JOB.
Edit the lines below, starting with the line that contains "the fence in this photo." and going on through the line that contains "[(1138, 128)]", by replacing "put one marker" with "place one marker". Return only those lines, with everything else left unchanged.

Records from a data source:
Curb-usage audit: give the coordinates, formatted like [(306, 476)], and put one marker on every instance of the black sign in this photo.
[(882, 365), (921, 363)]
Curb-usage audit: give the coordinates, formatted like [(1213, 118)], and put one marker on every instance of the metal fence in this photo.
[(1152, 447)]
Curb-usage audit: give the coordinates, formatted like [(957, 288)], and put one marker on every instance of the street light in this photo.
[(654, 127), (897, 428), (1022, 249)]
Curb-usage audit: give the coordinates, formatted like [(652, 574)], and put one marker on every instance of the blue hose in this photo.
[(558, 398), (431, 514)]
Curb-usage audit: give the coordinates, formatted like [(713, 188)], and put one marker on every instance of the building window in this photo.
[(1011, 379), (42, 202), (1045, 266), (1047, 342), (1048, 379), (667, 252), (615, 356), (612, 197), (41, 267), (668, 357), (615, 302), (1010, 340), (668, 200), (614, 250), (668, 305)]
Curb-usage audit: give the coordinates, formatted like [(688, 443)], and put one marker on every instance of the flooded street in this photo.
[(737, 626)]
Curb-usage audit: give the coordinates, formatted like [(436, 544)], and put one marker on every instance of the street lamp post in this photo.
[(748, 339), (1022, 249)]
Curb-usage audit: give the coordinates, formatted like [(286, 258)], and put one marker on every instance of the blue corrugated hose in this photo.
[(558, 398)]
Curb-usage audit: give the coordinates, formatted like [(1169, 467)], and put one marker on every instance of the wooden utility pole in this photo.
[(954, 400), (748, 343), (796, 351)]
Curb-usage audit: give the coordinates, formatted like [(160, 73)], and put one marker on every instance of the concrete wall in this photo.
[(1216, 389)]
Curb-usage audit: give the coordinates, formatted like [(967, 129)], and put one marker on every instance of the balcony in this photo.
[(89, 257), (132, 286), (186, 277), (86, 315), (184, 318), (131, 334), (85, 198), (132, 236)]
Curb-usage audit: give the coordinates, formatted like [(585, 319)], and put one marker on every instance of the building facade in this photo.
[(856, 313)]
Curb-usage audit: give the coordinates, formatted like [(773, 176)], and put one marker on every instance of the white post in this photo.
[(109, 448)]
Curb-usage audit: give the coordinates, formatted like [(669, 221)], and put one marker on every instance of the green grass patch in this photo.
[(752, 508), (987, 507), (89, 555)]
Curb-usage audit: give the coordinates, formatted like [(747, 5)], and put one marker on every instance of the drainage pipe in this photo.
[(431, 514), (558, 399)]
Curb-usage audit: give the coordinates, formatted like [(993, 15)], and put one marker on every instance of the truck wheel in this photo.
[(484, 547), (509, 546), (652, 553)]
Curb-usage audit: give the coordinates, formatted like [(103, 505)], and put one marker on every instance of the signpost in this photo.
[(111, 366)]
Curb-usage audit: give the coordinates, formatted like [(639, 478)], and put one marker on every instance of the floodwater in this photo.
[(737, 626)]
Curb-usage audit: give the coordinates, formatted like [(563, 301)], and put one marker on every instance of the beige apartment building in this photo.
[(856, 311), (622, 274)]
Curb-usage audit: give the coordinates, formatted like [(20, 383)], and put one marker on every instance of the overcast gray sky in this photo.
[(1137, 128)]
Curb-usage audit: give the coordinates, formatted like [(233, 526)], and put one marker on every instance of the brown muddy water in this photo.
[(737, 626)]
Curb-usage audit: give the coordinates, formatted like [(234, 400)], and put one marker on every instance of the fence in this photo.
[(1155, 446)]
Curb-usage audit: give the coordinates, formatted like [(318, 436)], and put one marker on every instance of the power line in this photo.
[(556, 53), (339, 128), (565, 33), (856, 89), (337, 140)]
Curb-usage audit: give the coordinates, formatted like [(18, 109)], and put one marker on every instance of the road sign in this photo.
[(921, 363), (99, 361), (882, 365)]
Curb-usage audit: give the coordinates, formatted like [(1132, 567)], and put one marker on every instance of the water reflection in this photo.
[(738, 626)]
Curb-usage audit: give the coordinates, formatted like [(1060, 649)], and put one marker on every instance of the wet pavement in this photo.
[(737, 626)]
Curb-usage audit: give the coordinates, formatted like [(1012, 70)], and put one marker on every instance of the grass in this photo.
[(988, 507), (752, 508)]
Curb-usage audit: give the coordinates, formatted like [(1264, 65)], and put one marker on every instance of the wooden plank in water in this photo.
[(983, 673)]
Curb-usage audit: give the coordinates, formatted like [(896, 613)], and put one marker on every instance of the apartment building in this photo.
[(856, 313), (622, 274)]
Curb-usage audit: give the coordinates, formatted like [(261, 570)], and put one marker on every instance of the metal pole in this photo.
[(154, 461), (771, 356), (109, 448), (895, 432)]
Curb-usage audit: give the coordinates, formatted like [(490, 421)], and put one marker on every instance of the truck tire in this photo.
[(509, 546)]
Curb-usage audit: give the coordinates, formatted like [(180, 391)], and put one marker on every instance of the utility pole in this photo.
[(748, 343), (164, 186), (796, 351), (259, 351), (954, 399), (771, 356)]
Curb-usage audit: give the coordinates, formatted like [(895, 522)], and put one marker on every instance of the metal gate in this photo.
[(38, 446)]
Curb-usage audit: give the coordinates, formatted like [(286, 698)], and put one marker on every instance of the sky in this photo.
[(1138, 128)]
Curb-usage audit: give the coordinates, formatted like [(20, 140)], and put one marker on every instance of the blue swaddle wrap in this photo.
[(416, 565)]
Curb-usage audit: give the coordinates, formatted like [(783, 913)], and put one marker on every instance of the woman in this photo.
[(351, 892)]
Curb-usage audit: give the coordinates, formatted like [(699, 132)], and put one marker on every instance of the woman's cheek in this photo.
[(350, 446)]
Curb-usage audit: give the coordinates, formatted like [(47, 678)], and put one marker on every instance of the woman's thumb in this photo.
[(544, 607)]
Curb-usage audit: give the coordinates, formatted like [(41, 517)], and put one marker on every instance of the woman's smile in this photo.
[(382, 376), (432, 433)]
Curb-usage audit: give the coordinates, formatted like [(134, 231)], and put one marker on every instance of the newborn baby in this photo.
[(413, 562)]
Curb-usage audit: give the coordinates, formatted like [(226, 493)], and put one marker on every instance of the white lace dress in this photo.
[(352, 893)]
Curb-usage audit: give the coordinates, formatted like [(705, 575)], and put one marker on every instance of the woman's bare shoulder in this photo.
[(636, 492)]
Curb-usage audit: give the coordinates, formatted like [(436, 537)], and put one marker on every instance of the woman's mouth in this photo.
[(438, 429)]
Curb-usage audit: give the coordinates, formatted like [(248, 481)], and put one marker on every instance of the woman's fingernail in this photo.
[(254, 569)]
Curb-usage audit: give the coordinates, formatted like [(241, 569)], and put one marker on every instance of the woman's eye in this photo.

ANSWER TO THE PROBLEM.
Curb-usage audit: give the coordinates, formatted like [(234, 400)], and place one marker on every instance of the fence in this photo.
[(1155, 446)]
Curb-usage audit: give the coordinates, formatted like [(318, 436)], and place one marker on every instance of the power line in this photo.
[(556, 53), (339, 128), (565, 33), (856, 89), (337, 140)]
Curb-usage audit: give the coordinates, formatted like [(18, 109)], and place one marker on every instance of the road sign in this photo.
[(921, 363), (99, 361), (882, 365)]
Curb-usage audit: give the coordinates, formatted like [(1132, 567)], and place one marker on every instance of the water reflection in this photo.
[(738, 626)]
Curb-usage audit: give the coordinates, formatted like [(1060, 649)], and place one marker on every instance of the wet pavement in this photo.
[(737, 626)]
Curb-usage audit: give the coordinates, formatted like [(1012, 70)], and place one marker on every instance of the grass in this photo.
[(988, 507), (752, 508)]
Curb-usage audit: give the coordinates, formatted like [(1264, 65)], and place one marker on every instance of the wooden plank in water in this photo.
[(983, 673)]
Curb-usage audit: give the coordinates, formatted like [(896, 613)], and place one marker on every instance of the apartment building in this photo.
[(856, 313), (622, 274)]
Curb-usage audit: give the coordinates, formatted like [(261, 570)], and place one marker on every instance of the metal pole in this photo.
[(154, 461), (771, 356), (109, 448), (895, 432)]
Curb-usage audit: give the coordinates, formatted like [(490, 421)], and place one marker on every instance of the truck tire in this photo.
[(509, 546)]
Curb-usage audit: give the coordinates, formatted like [(180, 391)], and place one marker on every instance of the utility pole in this photo.
[(748, 343), (164, 186), (796, 351), (259, 351), (954, 399), (771, 356)]
Curb-usage audit: give the coordinates, formatted like [(895, 522)], and place one marker on every instance of the metal gate in this photo.
[(38, 446)]
Curb-usage audit: give the coordinates, formatted like [(286, 698)], and place one marker on every instance of the sky in this photo.
[(1138, 128)]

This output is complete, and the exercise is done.